Top of Exercise material
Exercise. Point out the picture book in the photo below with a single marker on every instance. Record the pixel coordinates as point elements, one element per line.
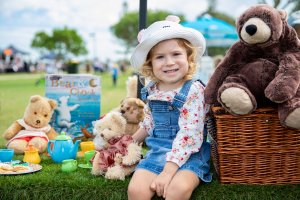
<point>78,97</point>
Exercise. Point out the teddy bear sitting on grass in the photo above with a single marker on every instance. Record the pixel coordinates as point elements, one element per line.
<point>116,152</point>
<point>33,128</point>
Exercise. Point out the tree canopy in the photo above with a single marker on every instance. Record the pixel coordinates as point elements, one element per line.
<point>62,42</point>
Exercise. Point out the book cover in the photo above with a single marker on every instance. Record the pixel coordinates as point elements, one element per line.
<point>78,97</point>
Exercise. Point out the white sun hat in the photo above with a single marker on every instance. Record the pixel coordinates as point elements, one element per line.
<point>164,30</point>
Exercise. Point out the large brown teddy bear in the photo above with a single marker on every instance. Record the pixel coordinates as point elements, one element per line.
<point>34,128</point>
<point>262,68</point>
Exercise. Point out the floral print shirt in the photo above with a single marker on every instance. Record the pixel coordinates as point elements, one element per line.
<point>191,121</point>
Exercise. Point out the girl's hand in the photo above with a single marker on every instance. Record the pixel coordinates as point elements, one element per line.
<point>162,181</point>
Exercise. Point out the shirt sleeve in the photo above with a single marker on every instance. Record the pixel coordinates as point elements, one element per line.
<point>191,123</point>
<point>147,123</point>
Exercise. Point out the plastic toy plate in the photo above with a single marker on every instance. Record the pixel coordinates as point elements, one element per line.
<point>85,166</point>
<point>13,169</point>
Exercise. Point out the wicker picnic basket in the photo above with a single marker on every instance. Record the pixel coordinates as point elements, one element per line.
<point>254,148</point>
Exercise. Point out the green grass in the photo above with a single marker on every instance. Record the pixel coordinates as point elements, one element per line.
<point>51,183</point>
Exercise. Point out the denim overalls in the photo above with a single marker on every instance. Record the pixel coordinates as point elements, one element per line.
<point>165,116</point>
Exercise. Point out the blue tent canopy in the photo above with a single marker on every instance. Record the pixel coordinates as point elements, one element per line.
<point>217,33</point>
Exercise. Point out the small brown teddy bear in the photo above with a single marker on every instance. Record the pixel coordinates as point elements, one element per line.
<point>116,152</point>
<point>263,68</point>
<point>132,110</point>
<point>34,128</point>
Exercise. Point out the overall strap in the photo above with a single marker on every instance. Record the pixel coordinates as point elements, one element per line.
<point>180,97</point>
<point>144,91</point>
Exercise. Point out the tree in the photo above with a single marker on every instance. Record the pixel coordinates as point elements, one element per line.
<point>62,42</point>
<point>126,29</point>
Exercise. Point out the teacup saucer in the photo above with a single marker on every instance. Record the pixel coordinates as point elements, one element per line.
<point>85,166</point>
<point>80,154</point>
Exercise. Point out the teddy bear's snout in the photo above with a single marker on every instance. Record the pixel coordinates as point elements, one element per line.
<point>251,29</point>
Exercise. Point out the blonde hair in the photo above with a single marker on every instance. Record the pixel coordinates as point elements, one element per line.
<point>147,70</point>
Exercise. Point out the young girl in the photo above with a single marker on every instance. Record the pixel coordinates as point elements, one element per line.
<point>178,156</point>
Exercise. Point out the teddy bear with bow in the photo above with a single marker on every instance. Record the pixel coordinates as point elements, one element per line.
<point>262,68</point>
<point>132,109</point>
<point>33,128</point>
<point>116,152</point>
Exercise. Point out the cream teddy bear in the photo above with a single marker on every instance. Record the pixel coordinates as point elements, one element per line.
<point>116,152</point>
<point>33,128</point>
<point>132,110</point>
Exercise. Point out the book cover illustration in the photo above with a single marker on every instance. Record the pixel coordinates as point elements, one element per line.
<point>78,98</point>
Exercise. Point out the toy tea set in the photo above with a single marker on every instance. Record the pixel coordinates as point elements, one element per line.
<point>62,151</point>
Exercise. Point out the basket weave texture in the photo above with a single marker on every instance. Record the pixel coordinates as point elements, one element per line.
<point>254,148</point>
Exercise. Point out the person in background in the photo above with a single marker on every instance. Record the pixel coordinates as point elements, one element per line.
<point>115,73</point>
<point>173,127</point>
<point>294,21</point>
Bottom of Exercise material
Quote the material exactly. Pictures stay out.

§ Solution below:
Exercise. Point out the picture book in the photo below with a single marker on every instance. Record the pixel coordinates as point elements, one element per line.
<point>78,97</point>
Exercise. Point out the teddy bear sitting on grass in the photo above with a single marker on every instance. Record the pixel coordinates as point elements, one element per line.
<point>116,152</point>
<point>33,128</point>
Exercise. Point out the tree canopy in the photo above with a single marker on every instance. Record the pixel coordinates as point elements, one element per line.
<point>62,42</point>
Exercise. Point out the book cover in the photo above with a single marker on every instance. Record the pixel coordinates as point elements, one element per line.
<point>78,97</point>
Exercise. Point out the white sun hat in the photo above with a single marker on every instance. Record the pixel coordinates as point elements, one element per line.
<point>164,30</point>
Exercise. Point out the large brown teddy bear in the photo above with a single marker on every instance. Record the pixel coordinates as point elements, one element per line.
<point>34,128</point>
<point>262,68</point>
Exercise. Point out the floral print shirt in the photo above with a single marker on every instance. Record the pixel coordinates as point elements, one element per line.
<point>191,121</point>
Exercise. Point out the girl's hand in the photo above with a single marker on every instance. Record the pixel coordinates as point elements, one element per line.
<point>162,181</point>
Exercise. Point out the shirt sleeve in the photo above with a single marker on every instance. Record the pixel coordinates as point elements, one element per line.
<point>191,123</point>
<point>147,123</point>
Exercise. Point out the plastic toy plate in the photo above with a single marker on every instance. Record the pixel coordinates as point elements, one element per line.
<point>85,166</point>
<point>13,169</point>
Exercise. Point out the wicker picnic basket in the photo above with a single marker on every instance. Record the pixel coordinates as point elements, one element per line.
<point>254,148</point>
Exercise. Point out the green grass in the photo above with a single marker on every instance. Record the pixel coordinates as point elements, one element per line.
<point>51,183</point>
Exercise. Point out the denim overalls in the photo above with a single marker on every instance. Record the pixel coordinates as point elements, one element per line.
<point>165,116</point>
Exercise. Point out the blue tent canopy in the photo above with a single marker on every instance. Record the pixel coordinates as point elements, one element per line.
<point>217,33</point>
Exercise. Point out the small brown teddy bear in the photo above with a single marker on every instance. Record the pixel coordinates as point elements, one element per line.
<point>116,152</point>
<point>263,68</point>
<point>132,110</point>
<point>34,128</point>
Exercise. Point out the overall strap in the photo above with a single marker on every instance. Record the pixel coordinates as point elements, one element per line.
<point>180,97</point>
<point>144,91</point>
Exercise. Point out the tree in the photo above with a single marker on every instance. Record the pixel coordinates as point elements, one element per line.
<point>62,42</point>
<point>126,29</point>
Exercise. Point out the teacup saucer in the photo above with a single marker on every instance. Record the pixel coordinates as point elements, one element per line.
<point>85,166</point>
<point>80,154</point>
Exercise. Point out the teddy bear's snout in the photo above with a single marker on every instance. Record the pixel coordinates as point elements, one element per line.
<point>251,29</point>
Exercise. Point out the blonde hair in the photo above with a single marker on every instance. Record the pixel coordinates as point elements, one element per line.
<point>147,70</point>
Exercise. Point out the young girl in the photo above with a single marker on every instance. Record the pixel coordinates as point elements, one element per line.
<point>178,156</point>
Exercise. Point out the teddy bear with bow in the photo above with a single marker on every instance. Record the pixel coordinates as point elements, one element per line.
<point>262,68</point>
<point>132,109</point>
<point>33,128</point>
<point>116,152</point>
Exercise. Point out the cream teddy bear in the photo above with a single marker on every instance. Record the pixel coordinates as point elements, one element per line.
<point>116,152</point>
<point>33,128</point>
<point>132,110</point>
Exercise. Point out the book cover illustration in the photo above with a single marker on every instance. Record the pixel coordinates as point elements, one element per line.
<point>78,98</point>
Exercise. Point out the toy tea set in the photo above with a single marker on every instance. Record the pixel coordinates as point elements, one element per line.
<point>62,151</point>
Exercise. Point out the basket weave texture in the photo above with a single marker on every instance. Record the pixel coordinates as point elements, one element per line.
<point>254,148</point>
Exercise. Point out the person in background in the photo above with a single marker on every instance. Record the pixel coordinates as point elements, one element per line.
<point>115,73</point>
<point>173,127</point>
<point>294,21</point>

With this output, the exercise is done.